»»

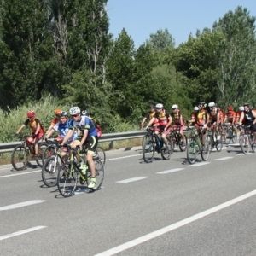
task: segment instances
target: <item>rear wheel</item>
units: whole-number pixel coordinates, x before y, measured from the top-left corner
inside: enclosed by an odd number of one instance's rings
[[[189,164],[193,165],[196,161],[199,154],[199,146],[194,139],[190,140],[187,147],[187,158]]]
[[[47,187],[54,187],[57,184],[58,170],[61,166],[61,159],[59,155],[53,155],[44,160],[42,179]]]
[[[64,197],[74,194],[78,183],[78,172],[71,170],[70,166],[62,165],[59,168],[57,185],[61,195]]]
[[[38,155],[36,159],[37,164],[39,167],[43,166],[44,164],[44,154],[45,149],[47,148],[48,144],[46,143],[40,143],[38,144]]]
[[[11,154],[11,163],[16,171],[26,168],[28,162],[28,151],[22,145],[18,145],[14,148]]]
[[[155,144],[151,137],[145,136],[143,140],[143,156],[146,163],[152,161],[155,152]]]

««

What you should do: Give the records above as a two-column CSV with the columns "request" and "answer", one row for each request across all the records, putting the full text of the request in one quoted field and its answer in the other, with line breaks turned into spaces. Leave the pictures out.

Result below:
request,answer
"task: segment instances target: <item>rear wheel</item> units: whole-number pixel coordinates, x before y, measured from the top-left corner inside: enclosed by an odd number of one instance's rings","[[[189,164],[193,165],[196,161],[199,154],[199,146],[194,139],[190,140],[187,147],[187,158]]] [[[47,187],[54,187],[57,184],[58,170],[61,166],[61,159],[59,155],[53,155],[44,160],[42,179]]] [[[64,197],[74,194],[78,183],[78,172],[71,170],[70,166],[62,165],[59,168],[57,185],[61,195]]] [[[38,155],[36,159],[37,164],[39,167],[43,166],[44,164],[44,154],[45,149],[47,148],[48,144],[46,143],[40,143],[38,144]]] [[[11,154],[11,163],[16,171],[26,168],[28,162],[28,151],[22,145],[18,145],[14,148]]] [[[155,144],[151,137],[145,136],[143,140],[143,156],[146,163],[152,161],[155,152]]]"